> **PROBLEM 1**
Which organization organized the webinar described in the article on Chinese infrastructure loans to Nigeria?
> **PROBLEM 2**
Pick up the article on Chinese infrastructure loans to Nigeria after its final sentence and keep writing.

> **TEXT PASSAGE**
+-------+

By Raheem Akingbolu
Some experts in bilateral businesses have called on federal government to consider other options in addressing Nigeria’s infrastructural deficit, instead of the high appetite for infrastructure loans from China.
The experts who gave the warning during a one-day Webinar titled: ‘Are Chinese Infrastructure Loans Putting Nigeria on the Debt Trap Express,’ organised by the US- Nigeria Trade Council, warned Nigeria strongly against the loans; arguing that the terms are hidden “debt traps” for the country.
In his presentation, the Managing Partner & CEO, Berkham Capital UK, Joseph Oyediran, kicked against the China infrastructure loans; arguing that Nigeria at the moment is clearly exhibiting the symptoms of a country that will default payment.
According to Oyediran, the revenue streams for Nigeria to repay the loans within the specified period are not there; especially in the face of the impact of Covid-19 pandemic.

+-------+

> **DATASET**
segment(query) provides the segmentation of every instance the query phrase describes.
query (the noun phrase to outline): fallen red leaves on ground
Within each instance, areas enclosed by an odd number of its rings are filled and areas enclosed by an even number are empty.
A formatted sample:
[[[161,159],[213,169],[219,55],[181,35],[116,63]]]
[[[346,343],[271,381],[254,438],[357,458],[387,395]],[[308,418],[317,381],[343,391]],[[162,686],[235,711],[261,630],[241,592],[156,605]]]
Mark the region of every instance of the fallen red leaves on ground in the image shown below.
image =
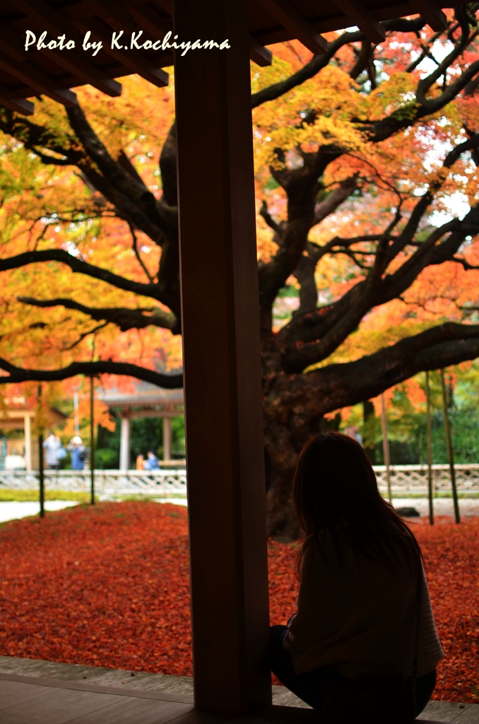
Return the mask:
[[[434,696],[479,702],[479,519],[413,524],[446,657]],[[0,654],[191,675],[187,512],[81,505],[0,529]],[[271,623],[294,612],[297,548],[270,542]]]

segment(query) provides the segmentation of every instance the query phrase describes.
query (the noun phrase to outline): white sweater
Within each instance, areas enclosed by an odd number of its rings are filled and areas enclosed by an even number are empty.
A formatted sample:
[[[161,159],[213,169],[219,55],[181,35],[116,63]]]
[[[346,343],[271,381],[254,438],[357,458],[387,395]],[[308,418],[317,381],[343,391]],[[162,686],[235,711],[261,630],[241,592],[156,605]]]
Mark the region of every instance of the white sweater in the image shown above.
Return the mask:
[[[350,678],[381,673],[410,675],[417,620],[414,562],[410,574],[399,576],[382,563],[357,556],[346,544],[340,564],[328,533],[323,534],[322,547],[324,558],[315,542],[307,549],[297,611],[283,644],[291,651],[296,673],[332,666]],[[423,575],[418,676],[435,669],[444,655]]]

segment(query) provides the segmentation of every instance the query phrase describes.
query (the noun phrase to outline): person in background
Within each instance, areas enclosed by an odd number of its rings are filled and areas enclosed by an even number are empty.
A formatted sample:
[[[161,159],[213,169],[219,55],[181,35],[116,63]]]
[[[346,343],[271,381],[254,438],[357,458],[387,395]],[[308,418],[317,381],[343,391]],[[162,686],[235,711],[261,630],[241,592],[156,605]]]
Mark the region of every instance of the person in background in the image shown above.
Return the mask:
[[[86,455],[81,437],[79,437],[78,435],[72,437],[67,449],[72,456],[72,470],[83,470]]]
[[[43,442],[46,450],[46,464],[51,470],[60,469],[60,457],[59,452],[62,449],[62,442],[58,435],[51,432]]]
[[[160,469],[160,463],[158,463],[158,458],[156,457],[153,450],[148,450],[148,457],[145,460],[143,467],[145,470]]]
[[[357,440],[360,445],[363,445],[363,436],[359,432],[357,425],[349,425],[344,428],[344,434],[348,437],[352,437],[353,440]]]
[[[444,655],[414,534],[363,449],[338,432],[303,448],[293,501],[305,533],[298,599],[287,626],[271,629],[272,671],[328,722],[411,724]]]

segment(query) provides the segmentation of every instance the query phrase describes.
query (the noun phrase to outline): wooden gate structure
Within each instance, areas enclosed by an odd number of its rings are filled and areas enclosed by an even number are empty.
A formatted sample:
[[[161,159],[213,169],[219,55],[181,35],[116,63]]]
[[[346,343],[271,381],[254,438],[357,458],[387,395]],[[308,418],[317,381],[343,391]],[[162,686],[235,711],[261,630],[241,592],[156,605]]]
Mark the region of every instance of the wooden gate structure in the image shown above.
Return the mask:
[[[441,30],[442,7],[435,0],[0,0],[0,104],[20,113],[33,112],[30,99],[41,94],[73,106],[70,89],[84,83],[118,96],[115,79],[130,73],[164,85],[162,69],[174,60],[198,709],[233,714],[271,702],[250,58],[266,65],[266,46],[292,38],[321,54],[321,33],[352,25],[380,43],[381,21],[417,13]],[[25,50],[27,30],[36,44]],[[126,39],[140,30],[138,49]],[[88,31],[103,43],[96,56],[82,49]],[[213,42],[186,53],[184,46],[174,57],[174,49],[157,42],[168,33],[171,43],[177,35],[178,43]],[[45,45],[62,35],[75,49]]]

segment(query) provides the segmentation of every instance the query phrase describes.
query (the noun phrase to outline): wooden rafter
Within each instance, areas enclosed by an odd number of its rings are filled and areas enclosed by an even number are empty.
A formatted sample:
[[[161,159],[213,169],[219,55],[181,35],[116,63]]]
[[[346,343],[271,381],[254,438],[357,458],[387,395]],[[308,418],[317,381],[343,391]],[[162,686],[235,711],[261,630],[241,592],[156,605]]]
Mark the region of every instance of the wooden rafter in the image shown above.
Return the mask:
[[[271,65],[273,62],[273,54],[268,48],[258,43],[255,38],[250,35],[250,58],[253,62],[264,68],[267,65]]]
[[[145,80],[148,80],[153,85],[158,86],[158,88],[163,88],[165,85],[168,85],[168,73],[166,73],[164,70],[161,70],[161,68],[152,67],[152,64],[148,63],[144,56],[138,51],[134,48],[128,48],[128,51],[125,52],[124,49],[122,51],[116,48],[111,48],[111,31],[108,25],[98,20],[98,18],[90,17],[88,22],[85,20],[78,20],[76,25],[81,28],[84,33],[86,33],[87,30],[91,30],[92,34],[98,36],[103,43],[103,50],[105,52],[125,65],[130,69],[132,73],[137,73],[142,77],[145,78]],[[122,37],[124,38],[124,35]],[[123,45],[123,43],[121,44]]]
[[[465,3],[454,0],[454,6]],[[292,38],[321,54],[327,47],[321,33],[349,25],[380,43],[384,38],[381,21],[410,13],[420,13],[438,32],[447,27],[444,7],[444,0],[333,0],[329,4],[323,0],[250,0],[250,56],[260,66],[269,65],[272,56],[266,46]],[[173,64],[173,49],[132,48],[130,33],[143,30],[143,41],[161,40],[173,31],[172,14],[172,0],[69,0],[67,4],[58,0],[0,0],[0,104],[27,114],[33,105],[27,98],[44,94],[72,105],[76,97],[69,89],[86,83],[116,96],[122,86],[115,79],[131,73],[164,86],[168,76],[162,69]],[[36,39],[27,51],[27,29]],[[124,47],[112,49],[112,33],[120,30]],[[95,55],[82,47],[87,30],[92,41],[103,43]],[[46,43],[64,35],[75,41],[75,49],[38,48],[43,31],[48,33]]]
[[[357,25],[371,43],[381,43],[386,38],[386,30],[380,22],[378,22],[373,13],[368,9],[360,0],[334,0],[336,5],[351,25]]]
[[[327,41],[289,0],[259,0],[259,2],[315,55],[321,55],[326,49]]]
[[[409,0],[411,9],[419,12],[435,33],[439,33],[447,28],[447,18],[434,0]]]

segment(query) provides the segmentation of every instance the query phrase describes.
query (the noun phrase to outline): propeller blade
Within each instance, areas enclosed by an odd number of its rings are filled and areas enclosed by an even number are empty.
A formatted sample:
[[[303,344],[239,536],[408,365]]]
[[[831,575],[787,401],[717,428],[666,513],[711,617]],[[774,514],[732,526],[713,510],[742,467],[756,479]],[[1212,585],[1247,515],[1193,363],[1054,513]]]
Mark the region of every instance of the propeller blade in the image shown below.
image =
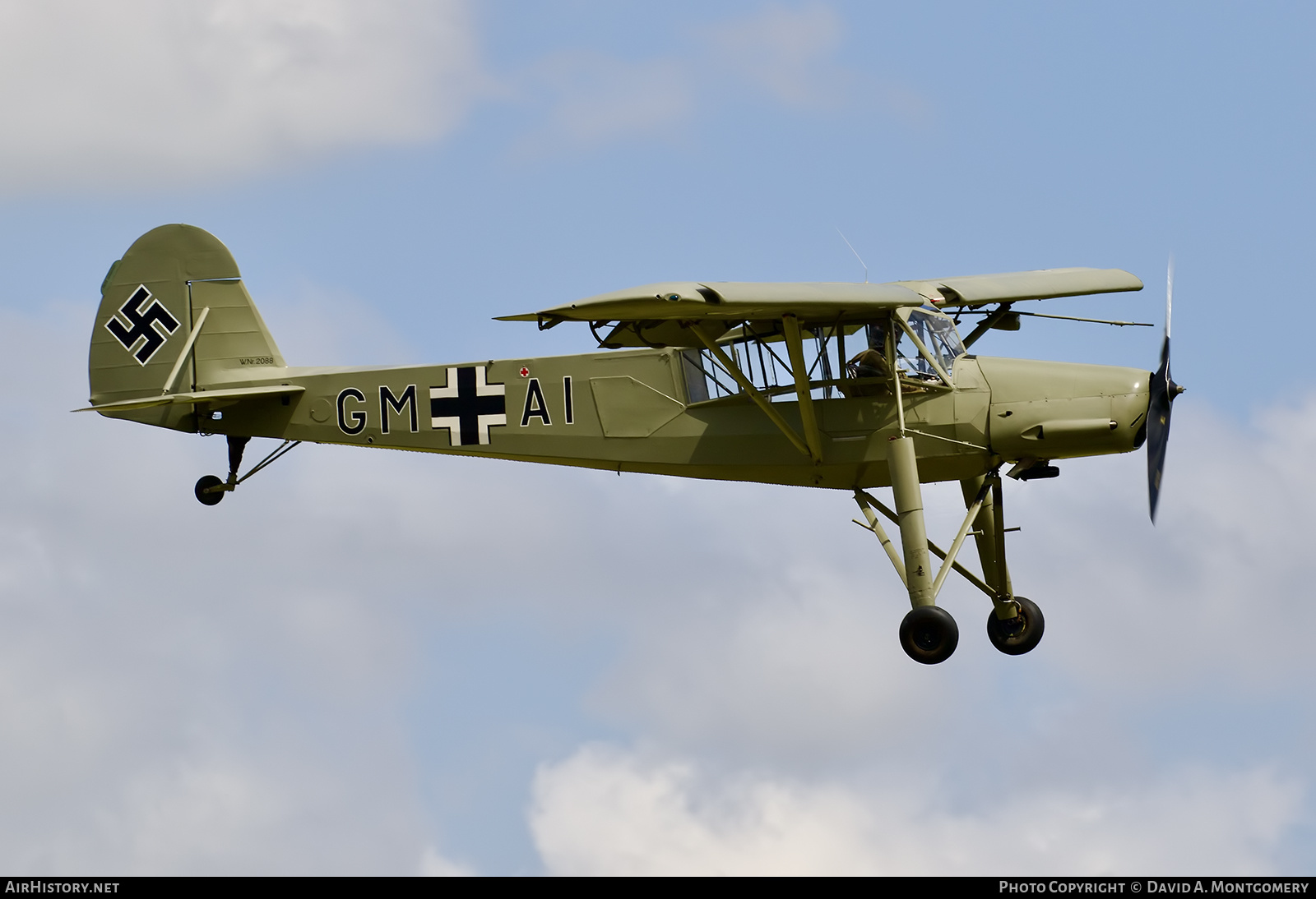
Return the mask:
[[[1152,376],[1148,400],[1148,502],[1152,522],[1161,498],[1161,477],[1165,473],[1165,450],[1170,442],[1170,406],[1183,388],[1170,376],[1170,304],[1174,297],[1174,259],[1165,276],[1165,340],[1161,342],[1161,368]]]

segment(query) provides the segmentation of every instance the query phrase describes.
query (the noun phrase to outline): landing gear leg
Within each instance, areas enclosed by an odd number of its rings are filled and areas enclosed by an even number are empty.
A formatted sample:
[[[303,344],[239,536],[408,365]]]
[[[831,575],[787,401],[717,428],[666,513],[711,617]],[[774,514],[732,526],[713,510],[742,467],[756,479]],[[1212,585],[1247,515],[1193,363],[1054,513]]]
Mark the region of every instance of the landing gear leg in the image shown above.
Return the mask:
[[[919,459],[913,438],[896,438],[887,444],[891,488],[896,499],[900,544],[904,548],[905,588],[913,609],[900,623],[900,645],[916,662],[936,665],[950,658],[959,643],[959,628],[945,609],[936,606],[928,530],[923,518],[923,488],[919,485]],[[940,584],[937,585],[940,586]]]
[[[238,484],[247,480],[266,465],[282,459],[284,453],[301,443],[301,440],[284,440],[279,444],[278,450],[257,463],[250,472],[238,477],[238,469],[242,468],[242,452],[250,442],[251,438],[229,435],[229,477],[226,481],[221,481],[213,474],[205,474],[196,482],[196,498],[203,505],[217,505],[220,499],[224,498],[225,493],[232,493],[237,489]]]
[[[992,611],[987,616],[987,639],[999,651],[1009,656],[1021,656],[1033,649],[1042,639],[1046,622],[1037,603],[1024,597],[1016,597],[1009,581],[1009,566],[1005,564],[1005,522],[1001,515],[1000,476],[978,476],[959,482],[965,494],[965,505],[982,496],[982,488],[991,478],[991,496],[983,502],[975,519],[974,540],[978,544],[978,560],[982,563],[983,580],[991,588]]]

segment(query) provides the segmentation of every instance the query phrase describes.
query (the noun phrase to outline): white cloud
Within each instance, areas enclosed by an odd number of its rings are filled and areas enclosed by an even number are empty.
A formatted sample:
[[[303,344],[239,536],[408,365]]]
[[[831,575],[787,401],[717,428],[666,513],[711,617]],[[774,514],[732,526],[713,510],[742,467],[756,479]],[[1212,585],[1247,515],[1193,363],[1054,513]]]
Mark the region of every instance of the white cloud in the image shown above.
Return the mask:
[[[480,81],[462,0],[0,7],[0,189],[212,184],[442,135]]]
[[[1017,764],[1000,773],[1017,795],[953,812],[912,760],[901,786],[865,789],[590,745],[540,769],[530,827],[566,875],[1242,874],[1275,869],[1300,806],[1263,769],[1037,794]]]

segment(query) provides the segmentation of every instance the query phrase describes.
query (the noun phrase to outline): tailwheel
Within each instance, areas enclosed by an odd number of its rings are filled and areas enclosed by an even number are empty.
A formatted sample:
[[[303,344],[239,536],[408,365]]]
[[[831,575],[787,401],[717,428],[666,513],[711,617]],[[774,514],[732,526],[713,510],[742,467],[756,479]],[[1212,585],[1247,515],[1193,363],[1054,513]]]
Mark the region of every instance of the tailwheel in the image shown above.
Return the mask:
[[[220,499],[224,498],[224,490],[216,490],[215,488],[220,486],[224,486],[224,481],[213,474],[205,474],[196,482],[196,498],[205,506],[218,505]]]
[[[959,627],[945,609],[919,606],[900,622],[901,648],[923,665],[946,661],[958,643]]]
[[[992,611],[987,615],[987,639],[1007,656],[1023,656],[1042,640],[1046,619],[1037,603],[1024,597],[1015,597],[1019,615],[1004,620]]]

+-------+

> **FINAL ANSWER 1**
The US-Nigeria Trade Council

> **FINAL ANSWER 2**
While stressing that with a debt profile put at about $65 billion, Nigeria was not looking healthy enough to repay the China loans, he described the loan as a debt trap for Nigeria, adding, that “the revenue source to pay back is just not there”, he said.
He said: “Data obtained from the Debt Management Office (DMO) shows that between 2010 and March 31, 2020, eleven loan facilities have been obtained from China Exim Bank.
“The loans which come with a seven year grace period, 20 years tenor were obtained at 2.5 per cent interest rate. While the pricing of the China loans looks cheap; there are serious concern they could be debt traps for Nigeria and many other African countries.
“The biggest fear however was the Caveat in the Chinese Loan agreement which requires a borrower to pledge its sovereignty status, sovereignty guarantee and all its sovereign assets as well as waive its immunity in any arbitration to China. The caveat is stated here in: the borrower (i.e. the State of Nigeria) hereby irrevocably waives any arbitration proceeding pursuant to Article 8(5) thereof with the enforcement of any arbitral award pursuant there; except for the military assets and diplomatic assets,” he stated.
Oyediran warned that Nigeria should not be carried away by the pricing mechanism of the loans dangled by China, but wary of the “wicked clause” that submits its sovereignty to China should it default.
He said Nigeria should learn from the experience of defaulting countries like Zambia and Sri Lanka where China has taken over assets belonging to the countries.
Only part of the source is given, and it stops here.